---------- RECORDS TO USE ----------
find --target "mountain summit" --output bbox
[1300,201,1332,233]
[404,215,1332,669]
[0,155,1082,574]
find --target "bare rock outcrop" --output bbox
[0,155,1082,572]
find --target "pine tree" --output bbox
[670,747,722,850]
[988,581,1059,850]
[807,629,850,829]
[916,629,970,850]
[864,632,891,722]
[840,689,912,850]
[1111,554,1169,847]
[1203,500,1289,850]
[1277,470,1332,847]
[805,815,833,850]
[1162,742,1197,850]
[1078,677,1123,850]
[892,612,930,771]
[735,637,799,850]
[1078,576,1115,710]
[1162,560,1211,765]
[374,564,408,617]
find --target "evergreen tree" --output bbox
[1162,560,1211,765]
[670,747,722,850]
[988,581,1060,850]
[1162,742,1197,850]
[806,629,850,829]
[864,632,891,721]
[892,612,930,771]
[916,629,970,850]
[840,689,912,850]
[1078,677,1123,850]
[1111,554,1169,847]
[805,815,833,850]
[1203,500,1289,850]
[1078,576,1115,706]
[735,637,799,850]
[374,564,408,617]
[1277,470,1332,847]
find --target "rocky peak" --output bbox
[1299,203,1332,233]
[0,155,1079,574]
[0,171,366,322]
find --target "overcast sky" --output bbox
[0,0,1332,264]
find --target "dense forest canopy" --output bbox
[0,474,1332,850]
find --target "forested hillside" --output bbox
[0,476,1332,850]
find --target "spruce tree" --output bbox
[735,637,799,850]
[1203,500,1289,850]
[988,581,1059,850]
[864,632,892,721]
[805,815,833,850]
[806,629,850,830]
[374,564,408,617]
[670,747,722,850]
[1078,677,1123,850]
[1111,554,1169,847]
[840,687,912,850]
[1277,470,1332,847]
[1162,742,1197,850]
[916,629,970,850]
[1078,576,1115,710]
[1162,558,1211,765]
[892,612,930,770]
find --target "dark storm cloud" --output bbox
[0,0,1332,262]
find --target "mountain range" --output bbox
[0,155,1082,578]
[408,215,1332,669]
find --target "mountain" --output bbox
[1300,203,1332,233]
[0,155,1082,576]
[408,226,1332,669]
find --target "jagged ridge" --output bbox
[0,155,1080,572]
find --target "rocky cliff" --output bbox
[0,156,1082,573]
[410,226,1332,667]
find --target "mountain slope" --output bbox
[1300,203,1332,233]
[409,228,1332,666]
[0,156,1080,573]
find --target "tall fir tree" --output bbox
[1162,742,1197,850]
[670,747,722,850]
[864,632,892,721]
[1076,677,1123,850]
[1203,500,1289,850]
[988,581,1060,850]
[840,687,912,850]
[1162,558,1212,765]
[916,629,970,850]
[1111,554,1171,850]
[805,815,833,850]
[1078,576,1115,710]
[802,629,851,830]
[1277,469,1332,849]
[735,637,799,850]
----------
WHAT YOU NEED TO DO:
Change the material so that "overcast sky" becomes "cloudy sky" everywhere it appears. Reproduce every line, with nothing else altered.

EXPECTED ANSWER:
find --target "mountain summit" --output bbox
[1300,201,1332,233]
[404,215,1332,669]
[0,155,1082,574]
find --target "bare rock outcrop" --output bbox
[0,155,1082,572]
find --target "pine tree" --output bbox
[670,747,722,850]
[988,581,1059,850]
[807,629,850,829]
[916,629,970,850]
[864,632,891,722]
[840,689,912,850]
[1111,554,1169,847]
[1203,500,1289,850]
[1277,470,1332,847]
[805,815,833,850]
[1162,742,1197,850]
[1078,677,1123,850]
[892,612,930,771]
[735,637,799,850]
[1078,576,1115,710]
[1162,560,1211,765]
[374,564,408,617]
find --target "evergreen tree" --output bbox
[1162,560,1211,765]
[670,747,722,850]
[988,581,1060,850]
[1162,742,1197,850]
[806,629,850,829]
[864,632,891,721]
[892,612,930,771]
[916,629,970,850]
[840,689,912,850]
[1078,677,1123,850]
[1111,554,1169,847]
[805,815,833,850]
[1203,500,1289,850]
[1078,576,1115,706]
[735,637,799,850]
[374,564,408,617]
[1277,470,1332,847]
find --target "rocky peak" --output bbox
[1299,203,1332,233]
[0,155,1079,574]
[0,171,366,322]
find --target "cloudy sky" --output bbox
[0,0,1332,264]
find --target "dense forest canopy" --output bbox
[0,474,1332,850]
find --target "forested hillside" --output bbox
[0,476,1332,850]
find --target "spruce tree" --output bbox
[735,637,799,850]
[1203,500,1289,850]
[988,581,1059,850]
[864,632,892,721]
[805,815,833,850]
[806,629,850,830]
[374,564,408,617]
[670,747,722,850]
[1078,677,1123,850]
[1111,554,1169,847]
[840,687,912,850]
[1277,470,1332,847]
[1162,742,1197,850]
[916,629,970,850]
[1078,576,1115,710]
[1162,558,1211,765]
[892,612,930,770]
find --target "dark storm cloud" --output bbox
[0,0,1332,262]
find --target "mountain range" --output bbox
[0,155,1082,578]
[408,215,1332,669]
find --target "mountain" --output bbox
[1300,203,1332,233]
[0,155,1082,576]
[408,226,1332,669]
find --target "jagged ridge" --output bbox
[0,155,1080,572]
find --target "rocky cliff" --output bbox
[0,156,1082,573]
[410,226,1332,667]
find --target "mountain slope" --output bbox
[1300,203,1332,233]
[409,228,1332,666]
[0,156,1080,573]
find --target "tall fir tree" --output bbox
[1162,742,1197,850]
[670,747,722,850]
[864,632,892,721]
[1076,677,1123,850]
[1203,500,1289,850]
[988,581,1060,850]
[840,687,912,850]
[1162,558,1212,765]
[916,629,970,850]
[1111,554,1171,850]
[805,815,833,850]
[1078,576,1115,710]
[802,629,851,830]
[1277,469,1332,849]
[735,637,799,850]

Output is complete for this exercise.